Exercise prompt: Filter the items below, keeping only the lines that contain the string "negative" and copying each one in full. Case counts when matching.
- - - - - - -
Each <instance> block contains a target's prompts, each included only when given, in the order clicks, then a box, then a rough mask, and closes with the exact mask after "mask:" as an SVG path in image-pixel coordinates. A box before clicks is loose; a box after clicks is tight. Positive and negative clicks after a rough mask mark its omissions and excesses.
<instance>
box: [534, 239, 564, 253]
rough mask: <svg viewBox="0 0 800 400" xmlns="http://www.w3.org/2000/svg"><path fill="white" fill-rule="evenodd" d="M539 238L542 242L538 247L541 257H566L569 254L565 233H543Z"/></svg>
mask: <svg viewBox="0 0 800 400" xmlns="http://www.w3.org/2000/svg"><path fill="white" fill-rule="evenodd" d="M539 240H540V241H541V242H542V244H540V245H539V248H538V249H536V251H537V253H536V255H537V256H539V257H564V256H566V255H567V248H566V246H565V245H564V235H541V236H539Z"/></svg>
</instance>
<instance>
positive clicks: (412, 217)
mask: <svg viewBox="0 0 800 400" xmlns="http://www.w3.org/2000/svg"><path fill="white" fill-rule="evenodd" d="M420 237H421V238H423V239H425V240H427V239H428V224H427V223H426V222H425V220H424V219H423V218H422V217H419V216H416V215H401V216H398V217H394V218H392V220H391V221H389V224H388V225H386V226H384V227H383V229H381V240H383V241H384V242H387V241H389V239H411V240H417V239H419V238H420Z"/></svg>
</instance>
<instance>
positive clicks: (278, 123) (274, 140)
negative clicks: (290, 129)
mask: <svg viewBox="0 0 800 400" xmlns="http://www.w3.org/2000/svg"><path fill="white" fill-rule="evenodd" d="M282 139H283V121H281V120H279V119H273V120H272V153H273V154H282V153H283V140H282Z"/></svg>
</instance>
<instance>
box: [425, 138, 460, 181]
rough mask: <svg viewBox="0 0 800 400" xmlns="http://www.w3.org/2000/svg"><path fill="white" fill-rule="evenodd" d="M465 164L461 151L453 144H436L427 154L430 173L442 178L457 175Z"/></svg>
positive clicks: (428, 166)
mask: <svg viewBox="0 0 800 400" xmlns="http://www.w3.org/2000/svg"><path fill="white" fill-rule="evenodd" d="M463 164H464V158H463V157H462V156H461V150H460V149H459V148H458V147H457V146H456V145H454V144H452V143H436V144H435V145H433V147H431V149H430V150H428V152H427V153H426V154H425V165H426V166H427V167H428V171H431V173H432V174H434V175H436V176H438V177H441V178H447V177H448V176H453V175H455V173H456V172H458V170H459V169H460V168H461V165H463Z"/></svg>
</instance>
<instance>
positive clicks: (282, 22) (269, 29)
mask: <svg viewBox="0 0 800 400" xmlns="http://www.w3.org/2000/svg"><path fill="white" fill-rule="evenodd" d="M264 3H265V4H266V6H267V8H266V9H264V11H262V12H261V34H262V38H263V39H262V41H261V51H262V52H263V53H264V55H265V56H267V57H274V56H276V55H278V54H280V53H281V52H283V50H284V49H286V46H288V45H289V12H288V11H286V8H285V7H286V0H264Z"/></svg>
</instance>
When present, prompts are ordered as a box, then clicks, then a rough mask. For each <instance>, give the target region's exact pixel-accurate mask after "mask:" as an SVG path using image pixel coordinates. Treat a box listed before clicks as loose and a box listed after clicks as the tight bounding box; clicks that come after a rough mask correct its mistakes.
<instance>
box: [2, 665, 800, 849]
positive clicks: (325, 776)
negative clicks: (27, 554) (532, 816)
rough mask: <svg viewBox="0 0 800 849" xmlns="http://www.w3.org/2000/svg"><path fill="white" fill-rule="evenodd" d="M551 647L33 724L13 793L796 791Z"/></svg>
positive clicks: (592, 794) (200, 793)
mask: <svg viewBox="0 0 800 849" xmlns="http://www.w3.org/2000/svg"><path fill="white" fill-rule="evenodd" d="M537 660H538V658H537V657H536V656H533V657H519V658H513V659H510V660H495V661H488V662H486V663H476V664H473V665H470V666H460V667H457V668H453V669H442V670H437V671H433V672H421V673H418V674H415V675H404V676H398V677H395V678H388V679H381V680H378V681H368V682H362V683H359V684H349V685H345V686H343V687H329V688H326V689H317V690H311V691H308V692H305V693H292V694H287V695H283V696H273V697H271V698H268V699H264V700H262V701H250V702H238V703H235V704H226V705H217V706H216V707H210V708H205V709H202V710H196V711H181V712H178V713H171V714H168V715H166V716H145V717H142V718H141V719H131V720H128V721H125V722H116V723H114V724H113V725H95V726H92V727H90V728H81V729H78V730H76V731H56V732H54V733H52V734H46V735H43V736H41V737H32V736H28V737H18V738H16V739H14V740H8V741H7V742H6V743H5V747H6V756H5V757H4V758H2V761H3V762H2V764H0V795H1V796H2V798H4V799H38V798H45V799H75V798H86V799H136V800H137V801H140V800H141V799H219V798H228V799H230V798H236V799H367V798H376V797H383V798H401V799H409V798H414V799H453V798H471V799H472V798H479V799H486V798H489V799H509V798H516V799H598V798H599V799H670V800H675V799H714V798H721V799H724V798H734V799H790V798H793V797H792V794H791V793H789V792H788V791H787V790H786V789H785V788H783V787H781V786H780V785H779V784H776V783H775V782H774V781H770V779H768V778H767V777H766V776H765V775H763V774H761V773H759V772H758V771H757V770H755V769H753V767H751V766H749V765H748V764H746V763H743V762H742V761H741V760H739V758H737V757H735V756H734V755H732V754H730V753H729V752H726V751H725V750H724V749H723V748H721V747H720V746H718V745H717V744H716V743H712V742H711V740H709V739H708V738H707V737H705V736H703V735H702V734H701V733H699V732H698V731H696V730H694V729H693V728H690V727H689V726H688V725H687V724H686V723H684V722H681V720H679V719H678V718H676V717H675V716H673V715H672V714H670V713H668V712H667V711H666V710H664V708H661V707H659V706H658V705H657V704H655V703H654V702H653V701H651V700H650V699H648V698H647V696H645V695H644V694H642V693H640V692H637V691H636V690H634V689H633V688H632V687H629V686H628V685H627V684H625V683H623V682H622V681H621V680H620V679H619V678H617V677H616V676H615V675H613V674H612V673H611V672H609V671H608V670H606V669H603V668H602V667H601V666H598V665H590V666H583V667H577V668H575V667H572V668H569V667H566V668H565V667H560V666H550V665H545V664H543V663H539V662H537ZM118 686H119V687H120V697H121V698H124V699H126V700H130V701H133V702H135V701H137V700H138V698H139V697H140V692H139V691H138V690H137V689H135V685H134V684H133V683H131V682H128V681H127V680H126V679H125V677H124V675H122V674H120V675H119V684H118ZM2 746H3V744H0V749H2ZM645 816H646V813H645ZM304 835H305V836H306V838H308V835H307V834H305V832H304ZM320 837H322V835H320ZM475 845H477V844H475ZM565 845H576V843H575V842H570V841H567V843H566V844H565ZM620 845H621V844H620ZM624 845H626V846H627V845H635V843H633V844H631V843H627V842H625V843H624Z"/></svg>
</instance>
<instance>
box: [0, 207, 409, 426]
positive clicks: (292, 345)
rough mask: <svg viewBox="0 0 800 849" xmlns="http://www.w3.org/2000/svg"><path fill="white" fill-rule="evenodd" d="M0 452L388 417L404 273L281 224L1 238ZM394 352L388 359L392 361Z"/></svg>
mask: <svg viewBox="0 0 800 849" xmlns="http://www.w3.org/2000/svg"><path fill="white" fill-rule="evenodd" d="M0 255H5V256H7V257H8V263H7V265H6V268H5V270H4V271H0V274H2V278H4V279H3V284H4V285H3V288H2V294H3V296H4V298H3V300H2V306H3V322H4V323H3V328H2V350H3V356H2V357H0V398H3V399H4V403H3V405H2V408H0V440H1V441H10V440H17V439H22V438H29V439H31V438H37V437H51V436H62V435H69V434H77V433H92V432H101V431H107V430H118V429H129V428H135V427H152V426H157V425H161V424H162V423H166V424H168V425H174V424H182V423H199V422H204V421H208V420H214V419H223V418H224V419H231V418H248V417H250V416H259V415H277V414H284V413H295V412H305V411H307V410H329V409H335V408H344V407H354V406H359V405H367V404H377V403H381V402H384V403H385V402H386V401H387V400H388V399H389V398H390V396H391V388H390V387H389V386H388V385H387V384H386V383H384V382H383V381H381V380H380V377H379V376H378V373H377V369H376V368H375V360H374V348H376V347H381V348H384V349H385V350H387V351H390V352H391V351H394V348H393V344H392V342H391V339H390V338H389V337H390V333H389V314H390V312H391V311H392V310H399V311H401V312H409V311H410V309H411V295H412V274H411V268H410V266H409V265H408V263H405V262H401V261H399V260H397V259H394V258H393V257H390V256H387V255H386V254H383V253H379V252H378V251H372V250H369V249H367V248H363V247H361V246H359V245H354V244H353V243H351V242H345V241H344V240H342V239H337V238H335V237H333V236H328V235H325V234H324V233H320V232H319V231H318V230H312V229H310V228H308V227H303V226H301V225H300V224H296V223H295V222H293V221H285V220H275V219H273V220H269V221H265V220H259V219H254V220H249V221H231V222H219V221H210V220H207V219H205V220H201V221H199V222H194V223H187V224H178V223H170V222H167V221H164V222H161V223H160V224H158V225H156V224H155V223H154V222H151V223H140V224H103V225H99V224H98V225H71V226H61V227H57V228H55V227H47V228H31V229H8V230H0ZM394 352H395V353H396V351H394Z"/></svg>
- - - - - - -
Task solution:
Each <instance> block contains a target's prompts, each included only when given, in the order clicks, then a box, then a rough mask, and closes with the exact mask after "mask:" as an SVG path in image-pixel coordinates. A box before clicks is loose; a box after clicks is tight. Positive and negative clicks after a rough mask mark its omissions and excesses.
negative clicks: (290, 129)
negative clicks: (27, 554) (532, 816)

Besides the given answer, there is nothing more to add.